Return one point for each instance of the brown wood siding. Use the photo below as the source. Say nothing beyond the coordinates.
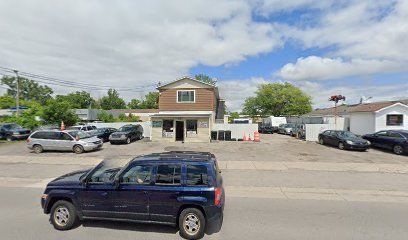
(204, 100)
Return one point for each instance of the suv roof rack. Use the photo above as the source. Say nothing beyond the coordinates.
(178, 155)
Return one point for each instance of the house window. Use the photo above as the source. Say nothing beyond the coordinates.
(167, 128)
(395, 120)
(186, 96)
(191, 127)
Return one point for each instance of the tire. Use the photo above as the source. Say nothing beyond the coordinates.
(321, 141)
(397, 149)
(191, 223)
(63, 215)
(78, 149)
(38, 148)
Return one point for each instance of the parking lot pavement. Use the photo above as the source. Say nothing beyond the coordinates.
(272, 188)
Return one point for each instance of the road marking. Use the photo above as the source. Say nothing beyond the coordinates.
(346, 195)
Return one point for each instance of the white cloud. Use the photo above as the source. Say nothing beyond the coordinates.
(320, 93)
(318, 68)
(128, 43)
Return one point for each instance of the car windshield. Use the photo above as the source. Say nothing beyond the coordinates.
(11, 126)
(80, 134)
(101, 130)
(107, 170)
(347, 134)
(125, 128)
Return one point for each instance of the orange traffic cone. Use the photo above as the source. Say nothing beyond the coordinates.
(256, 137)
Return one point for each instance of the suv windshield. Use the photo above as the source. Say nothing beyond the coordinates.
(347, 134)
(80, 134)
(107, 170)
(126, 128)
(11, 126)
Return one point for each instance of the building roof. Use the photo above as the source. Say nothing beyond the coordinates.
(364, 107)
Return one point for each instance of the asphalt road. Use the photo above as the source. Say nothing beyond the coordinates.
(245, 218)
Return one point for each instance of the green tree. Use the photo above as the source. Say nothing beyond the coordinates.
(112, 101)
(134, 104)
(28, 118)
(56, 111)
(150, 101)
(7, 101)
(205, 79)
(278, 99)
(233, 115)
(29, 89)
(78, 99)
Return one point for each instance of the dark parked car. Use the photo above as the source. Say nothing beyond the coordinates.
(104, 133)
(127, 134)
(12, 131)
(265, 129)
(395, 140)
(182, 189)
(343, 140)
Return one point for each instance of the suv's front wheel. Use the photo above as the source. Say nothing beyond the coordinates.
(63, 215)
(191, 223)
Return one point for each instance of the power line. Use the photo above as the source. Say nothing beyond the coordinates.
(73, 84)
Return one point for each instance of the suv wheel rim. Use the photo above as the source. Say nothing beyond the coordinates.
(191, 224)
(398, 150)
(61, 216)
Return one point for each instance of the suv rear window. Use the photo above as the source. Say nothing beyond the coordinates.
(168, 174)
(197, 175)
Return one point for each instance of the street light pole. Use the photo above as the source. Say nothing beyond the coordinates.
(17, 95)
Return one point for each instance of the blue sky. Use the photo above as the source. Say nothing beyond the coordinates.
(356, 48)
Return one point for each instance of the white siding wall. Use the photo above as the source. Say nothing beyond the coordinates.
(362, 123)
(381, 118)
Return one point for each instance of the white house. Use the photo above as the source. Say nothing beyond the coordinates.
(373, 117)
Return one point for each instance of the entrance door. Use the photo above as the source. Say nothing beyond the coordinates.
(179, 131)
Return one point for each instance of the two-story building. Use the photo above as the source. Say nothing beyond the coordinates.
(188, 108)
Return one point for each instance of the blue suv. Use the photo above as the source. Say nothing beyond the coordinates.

::::::::

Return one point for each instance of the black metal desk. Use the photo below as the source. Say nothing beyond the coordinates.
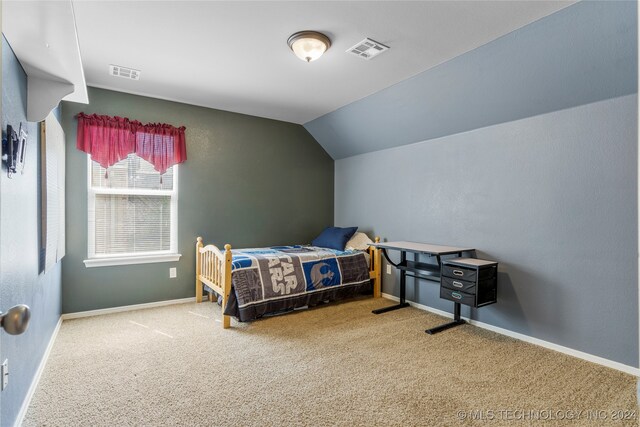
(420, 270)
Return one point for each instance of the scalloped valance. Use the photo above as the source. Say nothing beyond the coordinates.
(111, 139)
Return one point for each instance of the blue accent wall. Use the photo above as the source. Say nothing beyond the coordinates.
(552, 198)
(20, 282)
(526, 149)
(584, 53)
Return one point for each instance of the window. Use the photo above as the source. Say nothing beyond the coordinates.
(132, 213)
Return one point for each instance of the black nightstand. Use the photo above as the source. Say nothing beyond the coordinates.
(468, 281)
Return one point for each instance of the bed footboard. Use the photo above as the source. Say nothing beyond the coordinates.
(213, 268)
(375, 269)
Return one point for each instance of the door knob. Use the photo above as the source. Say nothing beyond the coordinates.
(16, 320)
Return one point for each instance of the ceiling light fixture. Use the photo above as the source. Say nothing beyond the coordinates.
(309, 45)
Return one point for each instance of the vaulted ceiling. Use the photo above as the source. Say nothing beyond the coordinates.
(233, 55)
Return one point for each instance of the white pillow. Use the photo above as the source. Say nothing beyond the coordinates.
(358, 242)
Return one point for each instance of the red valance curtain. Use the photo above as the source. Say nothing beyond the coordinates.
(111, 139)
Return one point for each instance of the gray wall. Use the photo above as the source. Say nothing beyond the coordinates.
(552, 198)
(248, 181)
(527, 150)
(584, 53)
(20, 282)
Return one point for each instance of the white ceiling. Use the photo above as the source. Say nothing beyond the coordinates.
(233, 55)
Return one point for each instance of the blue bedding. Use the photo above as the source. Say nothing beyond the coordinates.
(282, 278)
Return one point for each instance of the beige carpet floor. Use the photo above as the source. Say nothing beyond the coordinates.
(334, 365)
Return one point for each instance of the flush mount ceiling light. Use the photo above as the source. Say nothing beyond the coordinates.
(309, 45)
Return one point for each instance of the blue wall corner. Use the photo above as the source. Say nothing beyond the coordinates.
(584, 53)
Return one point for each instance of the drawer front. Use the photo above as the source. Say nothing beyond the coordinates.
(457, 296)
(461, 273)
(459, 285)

::::::::

Please copy, exactly as written, every line in the listing above from the line with "Return one point for each instance of the two-story" up to and including the line with "Return one point for each instance of the blue suv.".

Return one point for each instance of the two-story building. Use the photo above as the source. Say nothing beyond the coordinates.
(188, 108)
Return one point for each instance of the blue suv. Use the photo above as the source. Say nothing beyond the coordinates.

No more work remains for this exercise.